Point-based annotation data:

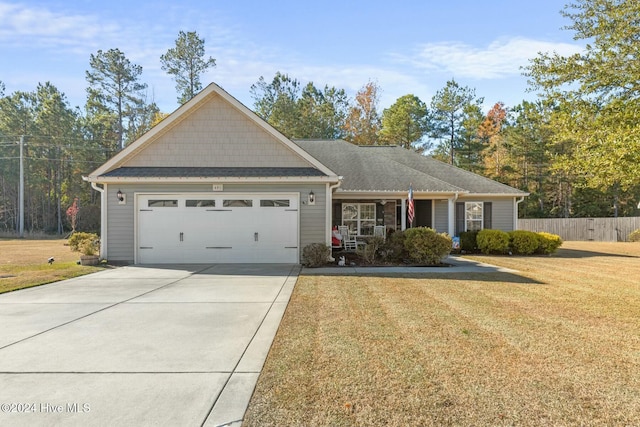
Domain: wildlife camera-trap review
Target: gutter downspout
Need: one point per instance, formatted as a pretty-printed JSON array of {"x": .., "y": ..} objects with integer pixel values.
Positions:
[
  {"x": 329, "y": 212},
  {"x": 515, "y": 212},
  {"x": 452, "y": 214},
  {"x": 103, "y": 218}
]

Aim of the task:
Replace "Positions" with "Coordinates" throughout the items above and write out their lines again with nothing else changed, leaving out the pictures.

Answer to this task:
Domain: wildlife camera-trap review
Target: gutter downspout
Need: one point per instance, formatted as a pretty-printed JSON array of {"x": .., "y": ..} objects with integer pixel values.
Coordinates:
[
  {"x": 329, "y": 212},
  {"x": 515, "y": 212},
  {"x": 452, "y": 214},
  {"x": 103, "y": 218}
]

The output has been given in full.